Collect each line of the entries that holds the string "boxes".

# # # #

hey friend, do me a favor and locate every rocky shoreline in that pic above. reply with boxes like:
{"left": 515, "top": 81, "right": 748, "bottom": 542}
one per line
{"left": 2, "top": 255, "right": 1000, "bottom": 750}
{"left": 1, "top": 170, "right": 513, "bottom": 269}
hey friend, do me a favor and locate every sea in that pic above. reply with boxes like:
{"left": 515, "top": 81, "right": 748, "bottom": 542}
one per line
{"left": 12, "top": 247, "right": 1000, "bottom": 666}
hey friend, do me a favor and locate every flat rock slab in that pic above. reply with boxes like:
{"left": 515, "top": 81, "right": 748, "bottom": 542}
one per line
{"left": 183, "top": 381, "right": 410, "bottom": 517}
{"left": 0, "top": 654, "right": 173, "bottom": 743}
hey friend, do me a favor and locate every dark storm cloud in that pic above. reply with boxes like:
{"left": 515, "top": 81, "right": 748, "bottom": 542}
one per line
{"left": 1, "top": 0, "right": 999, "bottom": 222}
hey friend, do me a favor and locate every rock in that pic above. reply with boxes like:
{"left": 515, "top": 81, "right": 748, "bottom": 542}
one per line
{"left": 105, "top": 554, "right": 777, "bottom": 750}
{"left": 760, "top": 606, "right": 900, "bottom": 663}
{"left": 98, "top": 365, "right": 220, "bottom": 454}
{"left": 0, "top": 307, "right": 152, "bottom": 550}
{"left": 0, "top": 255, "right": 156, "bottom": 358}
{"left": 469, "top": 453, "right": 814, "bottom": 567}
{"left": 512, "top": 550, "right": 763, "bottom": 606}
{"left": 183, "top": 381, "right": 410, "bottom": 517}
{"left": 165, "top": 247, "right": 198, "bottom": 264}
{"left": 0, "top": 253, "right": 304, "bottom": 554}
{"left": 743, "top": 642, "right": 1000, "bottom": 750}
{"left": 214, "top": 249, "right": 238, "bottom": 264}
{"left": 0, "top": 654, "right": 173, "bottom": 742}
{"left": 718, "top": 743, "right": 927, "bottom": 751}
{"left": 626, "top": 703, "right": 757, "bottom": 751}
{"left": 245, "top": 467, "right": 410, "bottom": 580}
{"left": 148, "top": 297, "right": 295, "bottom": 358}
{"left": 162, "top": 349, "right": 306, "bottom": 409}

# # # #

Exercise result
hey friend, do me a favor and locate every rocky shoreline in that pic above. reply with boxes like:
hey friend, do me a favor and locate every sea in that pic above. reply with boxes like:
hey friend, do me a favor and locate every flat rock slab in that pic above. reply with boxes like:
hey friend, do me a favor and locate every dark storm cloud in that pic above. reply with boxes like:
hey friend, do me a favor and locate every rock in that pic above. reply with boxes like:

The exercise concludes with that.